(Region segmentation data)
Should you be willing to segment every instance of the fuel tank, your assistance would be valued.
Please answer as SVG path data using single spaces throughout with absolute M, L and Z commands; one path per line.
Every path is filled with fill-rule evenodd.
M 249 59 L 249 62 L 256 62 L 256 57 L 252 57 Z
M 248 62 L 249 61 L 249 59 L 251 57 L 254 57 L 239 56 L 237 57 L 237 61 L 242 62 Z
--
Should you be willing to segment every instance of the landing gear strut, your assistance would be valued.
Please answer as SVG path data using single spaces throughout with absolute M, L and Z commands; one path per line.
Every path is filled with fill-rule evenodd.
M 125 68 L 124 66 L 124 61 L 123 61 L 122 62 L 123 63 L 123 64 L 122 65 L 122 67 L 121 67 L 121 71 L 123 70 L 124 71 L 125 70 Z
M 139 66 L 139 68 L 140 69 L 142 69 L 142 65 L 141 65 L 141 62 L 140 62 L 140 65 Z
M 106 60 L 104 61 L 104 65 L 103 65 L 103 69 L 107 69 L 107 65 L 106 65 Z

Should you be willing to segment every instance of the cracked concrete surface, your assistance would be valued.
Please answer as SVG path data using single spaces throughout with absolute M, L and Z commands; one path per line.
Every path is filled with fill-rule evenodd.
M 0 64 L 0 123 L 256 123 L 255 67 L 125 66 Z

WHAT THIS TASK INVOLVES – Scale only the lines between the one holding "Should you be willing to segment every instance of the cracked" and the one holding "M 0 64 L 0 123 L 256 123 L 255 67 L 125 66 Z", inclusive, and write them out again with the request text unchanged. Multiply every path coordinate in the answers by 2.3 and round each to a whole number, with halves rounding up.

WRITTEN SOLUTION –
Should you be willing to segment every instance of the cracked concrete surface, your assistance would be valued.
Please answer as SVG path data using single spaces throughout with absolute M, L and Z commands; one path per line.
Every path is filled with fill-rule evenodd.
M 0 147 L 0 283 L 589 283 L 587 154 L 288 152 Z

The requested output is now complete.